## TEXT BLOCK
===
If it hadn’t been for the band’s strength to get through such harrowing days unscathed, then I doubt if we’d be eating pizzas and pasta outside this Italian café, let alone preparing for a train journey through most of Europe.

Rome’s train station is a massive, impressive symbol of Italian architecture. It rises to the sky in a colour of appealing vermillion, and its atmosphere is one of cleanliness and efficiency.

Madness bounce happily along its clean floors, all except Suggsy and Chas who are beginning to feel the effects of the night before. (Serves the buggers right.)

They’d decided to go driving on their scooters after the disco and eventually ground to a halt. (“I think there were two people left when we went,” says Suggsy). They spent about four hours trying to get out of Rome.

“I kept on wanting to go to the hills,” Suggsy says.

“But it was all one way,” finishes Chas, the second half of the duo now known as the Coco Brothers.

After about an hour on the train both retire to their cabins and aren’t seen till the next day. As Woody would have it, “they’re sparko,” or Solid Gone.

The cabins themselves are a wonder to behold. As small as a bird’s cage, they fold up and around into three tier bunk beds, with even a little sink in the corner, replete with, uh, potty.

After about five minutes of checking them out, I stand with Chris Foreman, the guitarist, with our heads out of window, watching the incredibly beautiful Italian countryside, spotted with ancient villas and misty hills in the background, slowly drift past us.

I comment on its beauty.

“Yeah, when I retire, I’ll buy a house here,” he remarks dreamily, his eyes still gazing out at the passing colours.

“Or Switzerland. Have you ever been there? The air is so fresh and clean and the water in the river so clear you almost want to drink it.”


SUPERTRAMP

Chris has got a house in Camden Town.

Lee has got about 40 tapes with him, which he’s now inserting into his cassette player and blasting out, before settling back on the seat in the cabin he will share with Chris.

The music is Supertramp; intrigued I go next door to see if I can borrow some tapes for myself.

He has everything from the Supremes to Roxy, to Linton Kwesi Johnson and Elvis Costello. I borrow some Motown (Italian as well!) and rejoin Tom. Soon its time to meet Salvatore.

Rotund, with glasses and a uniform, Salvatore will prove to be the most important man alive on this trip. He sells the beer, the wine, the coffee and the food.

An hour out of Rome and we’re all standing in the carriageway, sipping beer, wondering what to do when five American girls pass in the corridor, talking loudly.

At last! A source of amusement! When they return for drinks contact is made and we find out that they’re from wealthy backgrounds, studying in Italy and heading for Amsterdam.

Eventually the questions are reversed.

Now what do you do for a living, one of them asks.

We’re in a band called Madness, the chaps Woody, Lee, Mark and Chris – reply.

“Oh,” says one of the girls. They’ve never heard of them.

The chaps understand. They’ve been to America twice, and know what it’s like. Without record company backing you’re lost there, Woody and Mark explain to me later.
===
## EXTRACTED ENTRIES
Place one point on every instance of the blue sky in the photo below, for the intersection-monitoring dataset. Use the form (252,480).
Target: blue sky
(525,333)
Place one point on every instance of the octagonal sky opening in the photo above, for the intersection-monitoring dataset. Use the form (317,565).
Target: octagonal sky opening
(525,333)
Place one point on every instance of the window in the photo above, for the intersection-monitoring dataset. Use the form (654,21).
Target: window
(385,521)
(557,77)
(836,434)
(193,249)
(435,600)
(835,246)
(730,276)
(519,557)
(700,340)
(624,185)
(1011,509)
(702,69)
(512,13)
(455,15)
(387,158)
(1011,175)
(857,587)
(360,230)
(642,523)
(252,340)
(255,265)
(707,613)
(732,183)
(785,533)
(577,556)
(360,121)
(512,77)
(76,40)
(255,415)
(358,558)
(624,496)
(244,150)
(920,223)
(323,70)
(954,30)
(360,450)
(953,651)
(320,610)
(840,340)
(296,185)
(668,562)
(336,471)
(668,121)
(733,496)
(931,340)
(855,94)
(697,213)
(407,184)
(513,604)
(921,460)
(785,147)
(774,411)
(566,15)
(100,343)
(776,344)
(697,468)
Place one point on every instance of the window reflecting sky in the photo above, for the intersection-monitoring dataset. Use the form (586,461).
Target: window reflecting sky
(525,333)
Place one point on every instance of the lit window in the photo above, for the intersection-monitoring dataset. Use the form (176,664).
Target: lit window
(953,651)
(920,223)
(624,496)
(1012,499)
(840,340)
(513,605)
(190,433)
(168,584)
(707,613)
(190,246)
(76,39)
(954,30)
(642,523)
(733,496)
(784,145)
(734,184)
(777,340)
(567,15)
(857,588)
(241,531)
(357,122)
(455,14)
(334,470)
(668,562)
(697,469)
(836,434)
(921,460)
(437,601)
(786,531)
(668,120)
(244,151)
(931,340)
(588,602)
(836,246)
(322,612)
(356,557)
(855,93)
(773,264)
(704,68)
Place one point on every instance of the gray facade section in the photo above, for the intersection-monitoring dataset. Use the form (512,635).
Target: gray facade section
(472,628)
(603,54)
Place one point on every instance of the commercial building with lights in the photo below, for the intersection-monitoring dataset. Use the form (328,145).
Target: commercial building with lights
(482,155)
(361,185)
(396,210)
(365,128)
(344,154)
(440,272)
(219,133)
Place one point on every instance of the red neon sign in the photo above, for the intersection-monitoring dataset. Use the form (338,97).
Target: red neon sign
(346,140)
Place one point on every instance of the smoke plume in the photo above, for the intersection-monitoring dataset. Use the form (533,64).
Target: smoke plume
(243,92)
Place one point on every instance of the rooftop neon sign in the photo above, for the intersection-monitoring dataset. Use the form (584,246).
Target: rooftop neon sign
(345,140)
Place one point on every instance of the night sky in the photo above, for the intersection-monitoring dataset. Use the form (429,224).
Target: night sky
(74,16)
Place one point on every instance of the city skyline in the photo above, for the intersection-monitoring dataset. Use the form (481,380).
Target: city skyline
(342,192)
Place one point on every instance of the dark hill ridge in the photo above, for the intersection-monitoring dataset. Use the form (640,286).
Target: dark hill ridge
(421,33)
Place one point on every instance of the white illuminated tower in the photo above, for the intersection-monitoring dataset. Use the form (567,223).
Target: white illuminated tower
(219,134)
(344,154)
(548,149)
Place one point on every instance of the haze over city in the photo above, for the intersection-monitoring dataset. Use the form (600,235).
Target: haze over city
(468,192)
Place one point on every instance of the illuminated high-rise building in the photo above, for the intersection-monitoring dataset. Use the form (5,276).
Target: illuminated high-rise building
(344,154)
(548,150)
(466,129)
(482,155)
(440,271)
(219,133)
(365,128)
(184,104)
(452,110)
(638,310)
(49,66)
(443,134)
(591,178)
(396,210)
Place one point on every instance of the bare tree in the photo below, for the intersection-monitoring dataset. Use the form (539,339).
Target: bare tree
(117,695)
===
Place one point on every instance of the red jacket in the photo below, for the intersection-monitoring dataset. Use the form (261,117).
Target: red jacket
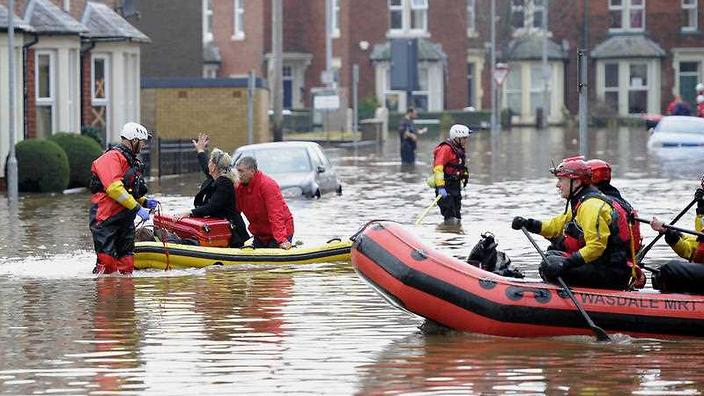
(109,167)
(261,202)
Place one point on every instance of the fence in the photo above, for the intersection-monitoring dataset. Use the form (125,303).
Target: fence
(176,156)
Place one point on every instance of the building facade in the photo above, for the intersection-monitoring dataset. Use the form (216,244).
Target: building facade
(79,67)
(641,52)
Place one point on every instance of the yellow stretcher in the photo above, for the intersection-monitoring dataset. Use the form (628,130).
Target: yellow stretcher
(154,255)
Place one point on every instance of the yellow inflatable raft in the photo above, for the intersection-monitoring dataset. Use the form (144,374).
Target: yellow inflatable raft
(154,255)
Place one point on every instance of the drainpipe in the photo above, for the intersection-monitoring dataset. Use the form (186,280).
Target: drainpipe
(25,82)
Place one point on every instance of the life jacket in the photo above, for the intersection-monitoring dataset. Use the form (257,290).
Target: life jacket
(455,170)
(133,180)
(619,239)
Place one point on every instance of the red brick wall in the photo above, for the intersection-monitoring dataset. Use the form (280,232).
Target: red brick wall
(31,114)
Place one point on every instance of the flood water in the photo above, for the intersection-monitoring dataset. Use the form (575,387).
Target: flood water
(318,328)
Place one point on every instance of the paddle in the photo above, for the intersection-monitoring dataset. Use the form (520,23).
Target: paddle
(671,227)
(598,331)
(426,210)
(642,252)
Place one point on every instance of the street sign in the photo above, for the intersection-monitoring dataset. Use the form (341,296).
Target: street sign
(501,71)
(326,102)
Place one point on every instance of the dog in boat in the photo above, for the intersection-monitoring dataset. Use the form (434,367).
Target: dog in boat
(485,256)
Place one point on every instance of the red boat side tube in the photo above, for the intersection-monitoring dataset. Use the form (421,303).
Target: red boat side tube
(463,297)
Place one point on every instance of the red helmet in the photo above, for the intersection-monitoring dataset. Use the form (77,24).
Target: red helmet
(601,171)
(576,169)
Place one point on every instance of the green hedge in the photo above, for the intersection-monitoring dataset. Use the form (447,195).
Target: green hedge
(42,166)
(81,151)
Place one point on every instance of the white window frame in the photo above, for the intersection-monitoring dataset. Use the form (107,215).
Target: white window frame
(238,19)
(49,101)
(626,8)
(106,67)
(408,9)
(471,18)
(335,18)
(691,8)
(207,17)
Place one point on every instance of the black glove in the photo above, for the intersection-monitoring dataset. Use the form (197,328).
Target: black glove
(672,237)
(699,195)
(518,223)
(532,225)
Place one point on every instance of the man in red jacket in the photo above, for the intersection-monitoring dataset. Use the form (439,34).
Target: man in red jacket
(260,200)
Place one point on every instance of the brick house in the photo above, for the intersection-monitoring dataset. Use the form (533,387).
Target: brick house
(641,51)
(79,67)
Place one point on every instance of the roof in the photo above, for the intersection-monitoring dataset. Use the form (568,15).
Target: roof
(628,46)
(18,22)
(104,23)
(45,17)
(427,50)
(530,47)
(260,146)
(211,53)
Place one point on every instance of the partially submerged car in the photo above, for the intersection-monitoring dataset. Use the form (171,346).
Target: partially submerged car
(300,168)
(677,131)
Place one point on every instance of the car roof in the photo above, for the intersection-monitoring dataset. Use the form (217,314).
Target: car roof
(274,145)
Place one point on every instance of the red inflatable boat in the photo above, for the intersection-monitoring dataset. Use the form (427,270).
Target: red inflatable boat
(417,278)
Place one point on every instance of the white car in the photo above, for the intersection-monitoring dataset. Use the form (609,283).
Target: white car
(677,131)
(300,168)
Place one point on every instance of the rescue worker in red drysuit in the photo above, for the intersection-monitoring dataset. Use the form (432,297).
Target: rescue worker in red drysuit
===
## DIRECTIVES
1 – In the Madness travel piece, what does Salvatore sell on the train?
2 – Retype the passage of the Madness travel piece starting at "He has everything" and ending at "Chris – reply.".
3 – Translate this sentence from the Madness travel piece into Spanish: "Rome’s train station is a massive, impressive symbol of Italian architecture."
The material above comes from a different source than the text.

## TASK-BY-TASK OUTPUTS
1 – He sells the beer, the wine, the coffee and the food.

2 –
He has everything from the Supremes to Roxy, to Linton Kwesi Johnson and Elvis Costello. I borrow some Motown (Italian as well!) and rejoin Tom. Soon its time to meet Salvatore.

Rotund, with glasses and a uniform, Salvatore will prove to be the most important man alive on this trip. He sells the beer, the wine, the coffee and the food.

An hour out of Rome and we’re all standing in the carriageway, sipping beer, wondering what to do when five American girls pass in the corridor, talking loudly.

At last! A source of amusement! When they return for drinks contact is made and we find out that they’re from wealthy backgrounds, studying in Italy and heading for Amsterdam.

Eventually the questions are reversed.

Now what do you do for a living, one of them asks.

We’re in a band called Madness, the chaps Woody, Lee, Mark and Chris – reply.

3 – La estación de tren de Roma es un símbolo enorme e impresionante de la arquitectura italiana.